ACTIONS TO TAKE:
A) Can you duplicate the passage on adult immunization rates word for word, starting with "Snippets from the" and going on through "for America's Health."?
B) Could you pick up the passage about the adult immunization report after its last sentence and carry it on?

EXTRACT TO READ:
+ + + +
The report is correct that immunization rates in seniors for influenza and pneumococcal vaccines are far below 100%. But since the evidence to support strong benefits resulting from these two vaccinations in seniors does not exist, logic would suggest this is neither "dangerous" nor too low.
This is simply another shot across the bow-- intended to push policymakers toward mandating more adult vaccinations. More later on the varied methods being used for this purpose.
Snippets from the Medscape article:
The United States needs a national strategy to immunize adults against infectious diseases that would achieve the same success found in childhood immunization efforts, according to a report released today that characterized adult immunization rates as dangerously low.
Between 40,000 and 50,000 adults die each year from vaccine-preventable illnesses, according to the report, published by the Infectious Diseases Society of America, the Robert Wood Johnson Foundation, and the Trust for America's Health.
The report, titled "Adult Immunization: Shots to Save Lives," states that one third of adults aged 65 years and older have not been vaccinated against pneumonia, and 30.5% have not been vaccinated against the seasonal influenza.Trust for America's Health Executive Director Jeffrey Levi, PhD, said that the 3 report sponsors wanted to capitalize on the visibility and momentum of recent efforts to immunize people against the H1N1 influenza virus.
+ + + +
DATA EXCERPTS:

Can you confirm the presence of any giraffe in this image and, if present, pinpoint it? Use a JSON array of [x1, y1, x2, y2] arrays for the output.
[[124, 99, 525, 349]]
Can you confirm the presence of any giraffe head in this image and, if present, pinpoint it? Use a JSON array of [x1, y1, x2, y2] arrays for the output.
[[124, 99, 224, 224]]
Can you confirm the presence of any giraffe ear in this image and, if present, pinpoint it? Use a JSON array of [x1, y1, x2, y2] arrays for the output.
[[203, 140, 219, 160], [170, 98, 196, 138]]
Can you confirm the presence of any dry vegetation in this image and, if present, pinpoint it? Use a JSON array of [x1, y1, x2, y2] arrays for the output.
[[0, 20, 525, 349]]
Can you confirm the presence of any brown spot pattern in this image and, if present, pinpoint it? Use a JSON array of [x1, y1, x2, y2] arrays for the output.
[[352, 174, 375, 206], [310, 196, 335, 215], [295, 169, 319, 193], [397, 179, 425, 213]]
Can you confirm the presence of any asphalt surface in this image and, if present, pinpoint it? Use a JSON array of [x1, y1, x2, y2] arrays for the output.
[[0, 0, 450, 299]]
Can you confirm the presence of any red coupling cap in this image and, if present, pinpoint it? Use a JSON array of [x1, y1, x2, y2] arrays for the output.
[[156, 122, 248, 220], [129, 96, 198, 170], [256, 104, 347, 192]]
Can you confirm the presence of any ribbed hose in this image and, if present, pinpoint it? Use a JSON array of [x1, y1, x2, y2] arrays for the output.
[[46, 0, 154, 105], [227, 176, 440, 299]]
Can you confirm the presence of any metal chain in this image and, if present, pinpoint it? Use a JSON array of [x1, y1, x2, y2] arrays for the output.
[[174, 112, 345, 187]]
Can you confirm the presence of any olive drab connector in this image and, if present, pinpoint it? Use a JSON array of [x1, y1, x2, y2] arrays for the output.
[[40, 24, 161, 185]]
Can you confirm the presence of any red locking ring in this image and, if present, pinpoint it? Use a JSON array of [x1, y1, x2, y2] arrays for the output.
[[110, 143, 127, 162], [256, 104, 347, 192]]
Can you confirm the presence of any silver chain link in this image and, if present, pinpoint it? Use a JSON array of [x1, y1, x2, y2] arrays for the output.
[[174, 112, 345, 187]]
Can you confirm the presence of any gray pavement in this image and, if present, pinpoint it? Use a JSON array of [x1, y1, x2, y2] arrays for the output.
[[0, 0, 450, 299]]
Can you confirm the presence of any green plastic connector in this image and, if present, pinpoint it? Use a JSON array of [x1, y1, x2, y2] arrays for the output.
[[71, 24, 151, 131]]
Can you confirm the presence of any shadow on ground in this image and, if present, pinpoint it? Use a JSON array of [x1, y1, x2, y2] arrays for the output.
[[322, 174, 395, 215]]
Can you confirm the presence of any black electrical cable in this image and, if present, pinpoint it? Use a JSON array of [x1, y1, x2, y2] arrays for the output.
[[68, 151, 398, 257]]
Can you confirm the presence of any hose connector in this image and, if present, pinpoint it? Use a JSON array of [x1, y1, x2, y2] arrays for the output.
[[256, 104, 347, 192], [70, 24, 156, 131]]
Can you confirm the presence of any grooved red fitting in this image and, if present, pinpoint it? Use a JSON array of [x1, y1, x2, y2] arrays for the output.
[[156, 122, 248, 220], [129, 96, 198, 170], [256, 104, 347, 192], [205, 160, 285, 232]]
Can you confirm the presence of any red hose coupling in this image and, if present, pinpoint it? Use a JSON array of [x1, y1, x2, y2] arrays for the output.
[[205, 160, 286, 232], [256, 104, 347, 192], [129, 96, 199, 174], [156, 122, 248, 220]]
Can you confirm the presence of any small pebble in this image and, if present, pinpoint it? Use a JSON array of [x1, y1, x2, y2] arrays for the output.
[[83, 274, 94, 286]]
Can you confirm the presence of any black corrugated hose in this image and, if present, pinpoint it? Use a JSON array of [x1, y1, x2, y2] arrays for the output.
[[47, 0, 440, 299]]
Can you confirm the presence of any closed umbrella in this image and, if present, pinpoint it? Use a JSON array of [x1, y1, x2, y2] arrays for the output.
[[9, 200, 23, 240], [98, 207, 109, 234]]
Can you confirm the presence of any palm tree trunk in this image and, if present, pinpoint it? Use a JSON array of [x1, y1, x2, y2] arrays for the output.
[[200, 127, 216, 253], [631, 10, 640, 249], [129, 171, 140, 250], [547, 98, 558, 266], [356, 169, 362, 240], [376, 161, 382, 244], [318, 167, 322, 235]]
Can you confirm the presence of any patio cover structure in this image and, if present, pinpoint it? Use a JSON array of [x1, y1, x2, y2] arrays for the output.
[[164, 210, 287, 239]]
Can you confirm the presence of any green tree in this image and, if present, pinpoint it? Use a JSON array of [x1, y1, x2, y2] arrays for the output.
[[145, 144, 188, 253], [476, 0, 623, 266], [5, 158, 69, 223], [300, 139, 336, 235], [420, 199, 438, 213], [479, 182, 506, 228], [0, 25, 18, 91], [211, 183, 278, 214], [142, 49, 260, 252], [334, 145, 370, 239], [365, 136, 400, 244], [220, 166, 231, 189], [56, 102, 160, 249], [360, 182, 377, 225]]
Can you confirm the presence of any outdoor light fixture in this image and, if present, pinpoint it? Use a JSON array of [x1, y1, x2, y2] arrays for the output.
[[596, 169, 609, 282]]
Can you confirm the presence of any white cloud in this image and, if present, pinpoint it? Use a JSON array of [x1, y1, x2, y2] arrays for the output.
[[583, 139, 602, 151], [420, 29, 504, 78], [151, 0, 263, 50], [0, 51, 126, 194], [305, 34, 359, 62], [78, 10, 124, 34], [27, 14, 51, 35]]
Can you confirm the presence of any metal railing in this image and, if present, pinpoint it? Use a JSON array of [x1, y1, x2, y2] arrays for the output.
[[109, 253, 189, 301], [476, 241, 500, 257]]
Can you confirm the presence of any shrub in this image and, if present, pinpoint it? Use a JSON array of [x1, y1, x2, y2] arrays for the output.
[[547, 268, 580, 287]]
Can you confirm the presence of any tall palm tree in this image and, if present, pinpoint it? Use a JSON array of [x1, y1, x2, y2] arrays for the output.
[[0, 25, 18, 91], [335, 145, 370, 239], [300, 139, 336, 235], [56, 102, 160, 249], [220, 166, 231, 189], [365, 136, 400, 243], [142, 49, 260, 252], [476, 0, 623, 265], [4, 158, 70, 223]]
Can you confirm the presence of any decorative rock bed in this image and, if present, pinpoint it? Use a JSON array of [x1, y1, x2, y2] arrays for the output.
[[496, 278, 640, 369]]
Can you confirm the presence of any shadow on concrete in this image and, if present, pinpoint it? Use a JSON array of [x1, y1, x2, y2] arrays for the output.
+ + + +
RESPONSES FOR EACH TASK:
A)
Snippets from the Medscape article:
The United States needs a national strategy to immunize adults against infectious diseases that would achieve the same success found in childhood immunization efforts, according to a report released today that characterized adult immunization rates as dangerously low.
Between 40,000 and 50,000 adults die each year from vaccine-preventable illnesses, according to the report, published by the Infectious Diseases Society of America, the Robert Wood Johnson Foundation, and the Trust for America's Health.

B)
In contrast to the adult world, efforts to vaccinate children against various diseases have been far more successful, in large measure because state laws require immunization as a condition of attending school or day care, the report stated. No such institutional mandate exists for adults, apart from those in the military or certain colleges...
And from McClatchy comes another talking point for mandating vaccinations: Failure to use the vaccines adds about $10 billion annually to the cost of heath care, according to the U.S. Centers for Disease Control and Prevention...
Only 36.1 percent of adults have been vaccinated annually for seasonal flu.
"It sort of plateaued at that level," Glen Nowack, a spokesman for the CDC, said of the seasonal flu shots. "The next groups are not as easily persuadable. They have not been in the habit of getting the influenza vaccine. They have concerns about it, or don't believe it's going to be as effective. We've been working real hard to try and persuade them."